## OBJECTIVE
Rewrite the lines below as a JSON list of strings, one string per line. Skip blank lines and leave the pictures out.

━━━━━━━━━━━━━━━━

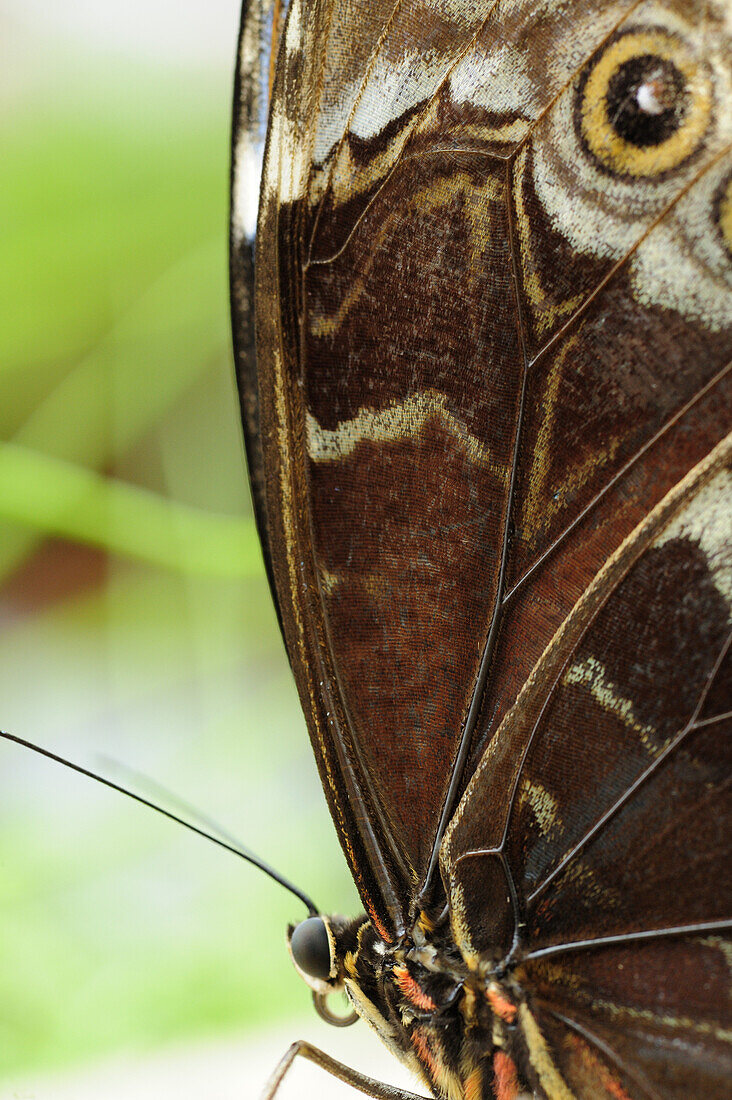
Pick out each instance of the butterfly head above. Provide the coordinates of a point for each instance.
(318, 947)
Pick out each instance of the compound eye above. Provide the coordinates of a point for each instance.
(310, 947)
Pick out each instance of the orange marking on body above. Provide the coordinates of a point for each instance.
(425, 922)
(505, 1080)
(425, 1054)
(473, 1086)
(501, 1005)
(413, 992)
(609, 1082)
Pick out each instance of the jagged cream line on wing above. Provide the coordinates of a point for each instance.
(707, 520)
(397, 421)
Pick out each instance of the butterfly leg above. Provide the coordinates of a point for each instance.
(352, 1077)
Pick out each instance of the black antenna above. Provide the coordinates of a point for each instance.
(229, 844)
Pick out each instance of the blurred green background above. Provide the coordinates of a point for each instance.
(137, 626)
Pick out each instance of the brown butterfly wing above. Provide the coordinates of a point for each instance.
(484, 354)
(603, 809)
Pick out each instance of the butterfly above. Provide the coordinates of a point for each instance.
(481, 308)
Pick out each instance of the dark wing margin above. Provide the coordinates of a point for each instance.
(592, 847)
(261, 22)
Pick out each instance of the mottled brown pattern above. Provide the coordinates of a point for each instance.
(493, 358)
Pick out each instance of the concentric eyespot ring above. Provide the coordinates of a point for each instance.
(644, 106)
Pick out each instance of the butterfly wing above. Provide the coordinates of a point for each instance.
(489, 341)
(593, 844)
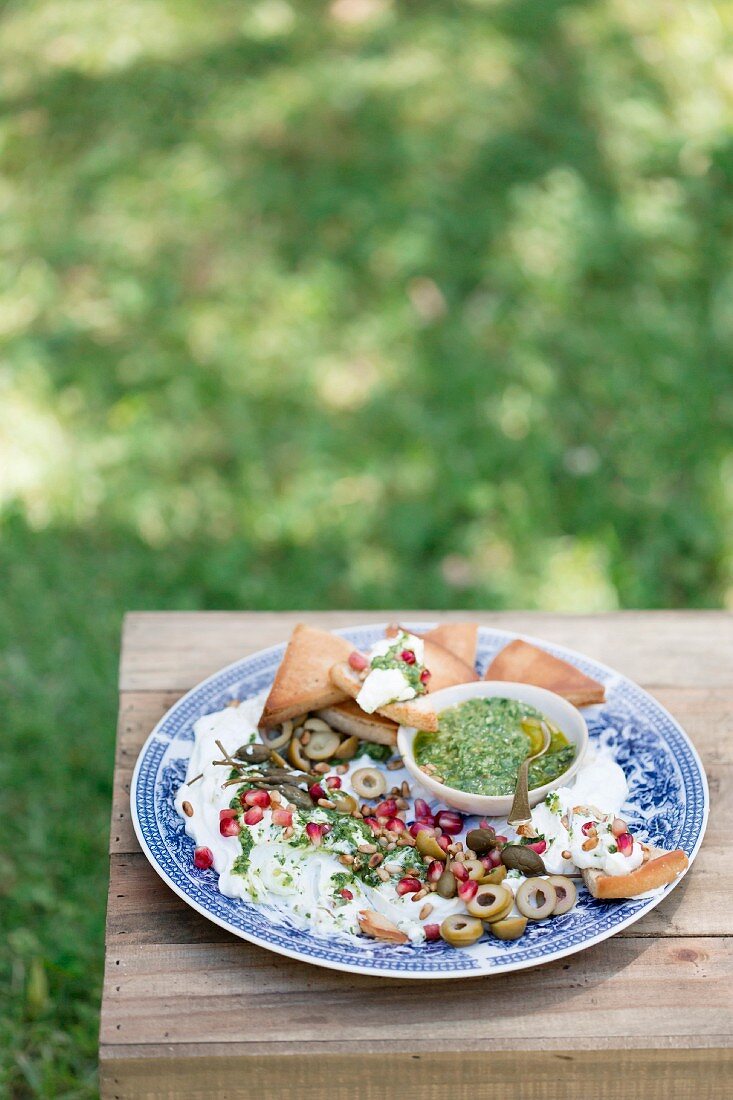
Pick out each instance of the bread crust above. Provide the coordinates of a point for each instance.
(662, 867)
(413, 713)
(303, 682)
(458, 638)
(349, 718)
(529, 664)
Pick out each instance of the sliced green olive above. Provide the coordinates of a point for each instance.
(490, 902)
(321, 744)
(536, 899)
(481, 840)
(279, 737)
(566, 893)
(446, 884)
(347, 749)
(492, 878)
(369, 782)
(428, 846)
(342, 802)
(511, 928)
(295, 755)
(461, 931)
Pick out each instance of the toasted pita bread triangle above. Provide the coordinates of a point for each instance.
(662, 867)
(414, 713)
(349, 718)
(458, 638)
(528, 664)
(303, 682)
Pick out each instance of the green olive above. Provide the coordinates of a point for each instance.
(321, 744)
(296, 757)
(279, 737)
(492, 878)
(347, 749)
(506, 910)
(481, 840)
(536, 899)
(566, 894)
(476, 869)
(461, 931)
(342, 803)
(520, 858)
(490, 902)
(511, 928)
(369, 782)
(446, 884)
(428, 846)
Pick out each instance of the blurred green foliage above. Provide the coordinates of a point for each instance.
(360, 304)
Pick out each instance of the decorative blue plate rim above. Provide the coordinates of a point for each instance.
(161, 834)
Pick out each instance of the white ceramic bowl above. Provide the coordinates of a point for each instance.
(564, 714)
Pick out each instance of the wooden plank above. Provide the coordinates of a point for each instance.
(624, 992)
(173, 650)
(707, 715)
(557, 1075)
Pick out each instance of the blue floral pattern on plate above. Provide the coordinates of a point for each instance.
(667, 805)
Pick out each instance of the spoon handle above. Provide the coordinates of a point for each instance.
(521, 811)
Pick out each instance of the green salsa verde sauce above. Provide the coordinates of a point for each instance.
(482, 741)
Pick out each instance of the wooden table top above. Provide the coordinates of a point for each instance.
(190, 1011)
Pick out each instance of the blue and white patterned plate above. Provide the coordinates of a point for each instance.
(667, 806)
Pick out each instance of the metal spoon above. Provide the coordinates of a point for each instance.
(521, 812)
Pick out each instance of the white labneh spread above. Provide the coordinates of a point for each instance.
(591, 802)
(383, 686)
(304, 881)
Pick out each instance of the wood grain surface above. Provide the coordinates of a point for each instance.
(190, 1011)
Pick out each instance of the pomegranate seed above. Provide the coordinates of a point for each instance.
(449, 822)
(203, 858)
(435, 870)
(467, 890)
(423, 812)
(358, 661)
(625, 843)
(255, 799)
(408, 884)
(459, 871)
(283, 817)
(229, 823)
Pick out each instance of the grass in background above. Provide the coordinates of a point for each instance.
(356, 305)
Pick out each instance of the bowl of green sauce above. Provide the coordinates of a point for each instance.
(485, 729)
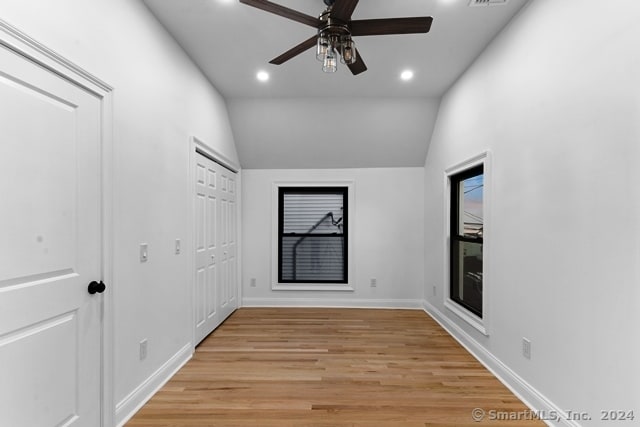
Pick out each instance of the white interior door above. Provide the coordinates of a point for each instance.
(50, 248)
(228, 282)
(215, 241)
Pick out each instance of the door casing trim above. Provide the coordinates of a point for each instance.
(36, 52)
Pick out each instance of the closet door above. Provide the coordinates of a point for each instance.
(215, 245)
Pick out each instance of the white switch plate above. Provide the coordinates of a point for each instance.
(143, 349)
(144, 252)
(526, 348)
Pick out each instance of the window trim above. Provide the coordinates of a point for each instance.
(276, 285)
(479, 323)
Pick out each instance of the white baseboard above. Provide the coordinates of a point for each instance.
(127, 407)
(551, 414)
(333, 303)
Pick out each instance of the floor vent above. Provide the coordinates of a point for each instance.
(487, 2)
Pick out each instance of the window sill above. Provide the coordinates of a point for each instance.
(312, 287)
(467, 316)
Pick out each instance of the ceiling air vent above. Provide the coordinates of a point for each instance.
(487, 2)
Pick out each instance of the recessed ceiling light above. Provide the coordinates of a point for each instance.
(406, 75)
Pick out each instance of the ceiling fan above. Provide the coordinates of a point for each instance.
(336, 29)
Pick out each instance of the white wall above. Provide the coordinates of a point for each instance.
(160, 100)
(556, 98)
(387, 237)
(323, 133)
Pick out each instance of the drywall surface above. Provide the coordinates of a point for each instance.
(556, 101)
(387, 237)
(160, 100)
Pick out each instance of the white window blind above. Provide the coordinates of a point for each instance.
(313, 235)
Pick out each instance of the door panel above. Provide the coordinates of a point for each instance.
(216, 284)
(50, 327)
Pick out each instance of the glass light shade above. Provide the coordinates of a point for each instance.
(348, 52)
(330, 64)
(322, 47)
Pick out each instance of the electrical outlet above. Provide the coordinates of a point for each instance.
(143, 349)
(144, 252)
(526, 348)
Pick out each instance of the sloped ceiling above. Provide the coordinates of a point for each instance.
(304, 118)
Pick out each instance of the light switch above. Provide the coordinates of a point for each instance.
(144, 252)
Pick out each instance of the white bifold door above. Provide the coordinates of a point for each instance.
(215, 245)
(50, 248)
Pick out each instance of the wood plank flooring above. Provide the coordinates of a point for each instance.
(330, 368)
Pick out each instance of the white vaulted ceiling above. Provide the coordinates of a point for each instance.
(304, 118)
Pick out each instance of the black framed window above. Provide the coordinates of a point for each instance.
(312, 234)
(467, 228)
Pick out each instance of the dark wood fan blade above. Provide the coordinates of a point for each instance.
(376, 27)
(283, 11)
(343, 9)
(295, 51)
(358, 66)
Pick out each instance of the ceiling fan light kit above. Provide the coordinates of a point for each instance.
(335, 29)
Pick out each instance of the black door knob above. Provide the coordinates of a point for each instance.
(96, 287)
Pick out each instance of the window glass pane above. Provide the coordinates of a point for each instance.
(317, 213)
(313, 235)
(313, 258)
(466, 275)
(471, 191)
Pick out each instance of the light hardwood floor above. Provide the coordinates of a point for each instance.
(330, 368)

━━━━━━━━━━━━━━━━

## ANSWER TO THE PROBLEM
[
  "Pick out each instance of the butterfly head above. Provide the coordinates of a point for each instance.",
  "(318, 947)",
  "Pick out each instance of the compound eye above. Provide the coordinates of a point for each instance.",
  "(310, 947)",
  "Pick out each instance of the orange marking on body above. Provide the coordinates of a point for each instance.",
  "(425, 922)",
  "(505, 1080)",
  "(425, 1054)",
  "(473, 1086)",
  "(501, 1005)",
  "(413, 992)",
  "(609, 1082)",
  "Pick out each instance of the jagged cream line on wing above. Provide the coordinates of a point for each instance.",
  "(707, 520)",
  "(397, 421)",
  "Pick out each instance of the butterfly leg above. Provide the coordinates of a point for each instance.",
  "(352, 1077)",
  "Pick out each instance of the black antenna above. Provide the coordinates of a point for each instance.",
  "(229, 844)",
  "Pick out each instance of the blurred green background above. Provide the coordinates of a point for each instance.",
  "(137, 626)",
  "Pick out each instance of the brown butterfly wing above. Provide the coordinates of a point for each instance.",
  "(484, 354)",
  "(603, 809)",
  "Pick out each instance of the butterfly above. Provide the coordinates of a point for each instance.",
  "(481, 308)",
  "Pick out each instance of the dark wing margin above. Provide the coordinates of a point for each instance.",
  "(592, 847)",
  "(261, 22)",
  "Pick out each instance of the mottled brown pattern above. Provide the coordinates of a point for each instance.",
  "(493, 358)",
  "Pick out each instance of the concentric eyespot ring above. Provide the coordinates of a point for each instance.",
  "(644, 106)",
  "Pick out each instance of the butterfly wing above. Provide the coordinates of a point for each instance.",
  "(489, 341)",
  "(593, 844)",
  "Pick out each instance of the bread crust above. Provide the coordinates of a point for each instance.",
  "(662, 867)",
  "(413, 713)",
  "(303, 682)",
  "(458, 638)",
  "(349, 718)",
  "(529, 664)",
  "Pick out each instance of the sliced green olive above. Provide the coordinates of a point for each instance.",
  "(490, 902)",
  "(321, 744)",
  "(536, 899)",
  "(481, 840)",
  "(279, 737)",
  "(566, 893)",
  "(446, 884)",
  "(347, 749)",
  "(492, 878)",
  "(369, 782)",
  "(428, 846)",
  "(342, 802)",
  "(511, 928)",
  "(295, 755)",
  "(461, 931)",
  "Pick out each instance of the toasted pita bread triangle above. Provide the coordinates of a point for each instance.",
  "(662, 867)",
  "(414, 713)",
  "(349, 718)",
  "(458, 638)",
  "(528, 664)",
  "(303, 682)",
  "Pick out each instance of the green olive above. Provide the coordinates of a point for each instance.",
  "(321, 744)",
  "(296, 757)",
  "(279, 737)",
  "(492, 878)",
  "(347, 749)",
  "(506, 910)",
  "(481, 840)",
  "(536, 899)",
  "(566, 894)",
  "(476, 869)",
  "(461, 931)",
  "(342, 803)",
  "(520, 858)",
  "(490, 902)",
  "(511, 928)",
  "(369, 782)",
  "(446, 884)",
  "(428, 846)",
  "Pick out each instance of the blurred green foliage above. Provide the coordinates of a point for each instance.",
  "(360, 304)",
  "Pick out each instance of the decorative blue plate rim above. Provide the coordinates of a point for each instance.",
  "(161, 834)",
  "Pick out each instance of the white ceramic bowl above. Provide the coordinates of a point for each instance.",
  "(564, 714)",
  "Pick out each instance of the wooden plank above. Provide the coordinates of a point for each instance.",
  "(624, 992)",
  "(173, 650)",
  "(707, 715)",
  "(557, 1075)",
  "Pick out each instance of the blue floral pattern on plate above. Provide the coordinates of a point for each instance.",
  "(667, 805)",
  "Pick out each instance of the spoon handle above. Provide the coordinates of a point for each instance.",
  "(521, 811)",
  "Pick out each instance of the green salsa verde sauce above. Provide the coordinates of a point for each instance.",
  "(482, 741)",
  "Pick out each instance of the wooden table top above. Provide the coordinates of a point for each instance.",
  "(190, 1011)",
  "Pick out each instance of the blue and white patterned plate above. Provide the coordinates of a point for each instance.",
  "(667, 806)",
  "Pick out each instance of the metal spoon above. Provide the coordinates of a point for each instance.",
  "(521, 812)",
  "Pick out each instance of the white labneh spread above. Provide the coordinates of a point for each instance.",
  "(591, 802)",
  "(383, 686)",
  "(304, 881)",
  "Pick out each instance of the wood grain surface above. Provide the coordinates of a point for each instance.",
  "(190, 1011)",
  "Pick out each instance of the pomegranate seed above. Provide the coordinates of a point for each instance.",
  "(449, 822)",
  "(203, 858)",
  "(435, 870)",
  "(467, 890)",
  "(423, 812)",
  "(358, 661)",
  "(625, 843)",
  "(255, 799)",
  "(408, 884)",
  "(459, 871)",
  "(283, 817)",
  "(229, 823)",
  "Pick out each instance of the grass in background above. Provide the coordinates of a point for each instance.",
  "(356, 305)",
  "Pick out each instance of the bowl of green sauce above. Provide the coordinates of a point for each instance.",
  "(485, 729)",
  "Pick out each instance of the white interior door above. Provide the coordinates of a point for each instance.",
  "(50, 248)",
  "(228, 282)",
  "(215, 241)",
  "Pick out each instance of the door casing trim above. Provide the coordinates of a point for each instance.",
  "(36, 52)",
  "Pick out each instance of the closet door above. Provide the coordinates of a point for each instance.",
  "(215, 245)",
  "Pick out each instance of the white switch plate above. Provide the coordinates of a point for each instance.",
  "(143, 349)",
  "(144, 252)",
  "(526, 348)",
  "Pick out each instance of the window trim above. Provide the coordinates of a point for each instance.",
  "(276, 285)",
  "(479, 323)",
  "Pick out each instance of the white baseboard above. Provide the coordinates of a point for each instance.",
  "(127, 407)",
  "(551, 414)",
  "(333, 303)",
  "Pick out each instance of the floor vent above. Provide the coordinates of a point for each instance.",
  "(487, 2)",
  "Pick out each instance of the window sill above. Provide the coordinates of a point for each instance.",
  "(312, 287)",
  "(467, 316)",
  "Pick out each instance of the ceiling air vent above. Provide the coordinates of a point for each instance.",
  "(487, 2)",
  "Pick out each instance of the recessed ceiling light above. Provide the coordinates of a point for each instance.",
  "(406, 75)",
  "Pick out each instance of the ceiling fan above. Provide the coordinates of a point for each instance.",
  "(336, 29)",
  "Pick out each instance of the white wall above. Provide the coordinates of a point for each instance.",
  "(160, 100)",
  "(556, 98)",
  "(387, 237)",
  "(323, 133)",
  "Pick out each instance of the drywall surface above. Provide the coordinates of a point for each instance.",
  "(556, 101)",
  "(387, 237)",
  "(160, 100)",
  "Pick out each instance of the white window blind above. Provide the coordinates of a point for each instance.",
  "(313, 235)",
  "Pick out each instance of the door panel above. Provide the coordinates of a point for each instance.",
  "(216, 284)",
  "(50, 327)",
  "Pick out each instance of the glass light shade above. Provide the coordinates of a point for each instance.",
  "(348, 52)",
  "(330, 64)",
  "(322, 47)",
  "Pick out each instance of the electrical outlet above. Provide the coordinates of a point for each instance.",
  "(143, 349)",
  "(144, 252)",
  "(526, 348)",
  "Pick out each instance of the sloped ceiling above. Provide the coordinates of a point for each instance.",
  "(304, 118)",
  "Pick out each instance of the light switch above. Provide the coordinates of a point for each instance.",
  "(144, 252)",
  "Pick out each instance of the white bifold door above. Provide the coordinates of a point for each instance.",
  "(215, 245)",
  "(50, 248)",
  "Pick out each instance of the wood plank flooring above. Provide the coordinates of a point for each instance.",
  "(330, 368)",
  "Pick out each instance of the white vaulted ceiling above. Provide the coordinates of a point for each instance.",
  "(304, 118)",
  "Pick out each instance of the black framed window above. Provide the coordinates of a point for each instance.",
  "(312, 234)",
  "(467, 228)",
  "Pick out each instance of the dark wood fan blade above. Provide the coordinates of a point for each instance.",
  "(376, 27)",
  "(283, 11)",
  "(343, 9)",
  "(295, 51)",
  "(358, 66)",
  "Pick out each instance of the ceiling fan light kit above. Provide the coordinates of a point for each instance.",
  "(335, 29)",
  "Pick out each instance of the black door knob above. Provide the coordinates of a point for each instance.",
  "(96, 287)",
  "Pick out each instance of the window glass pane above. Provide the coordinates of a point for each instance.",
  "(317, 213)",
  "(313, 235)",
  "(313, 258)",
  "(466, 275)",
  "(471, 191)",
  "Pick out each instance of the light hardwood floor above. Provide the coordinates of a point for each instance.",
  "(330, 368)"
]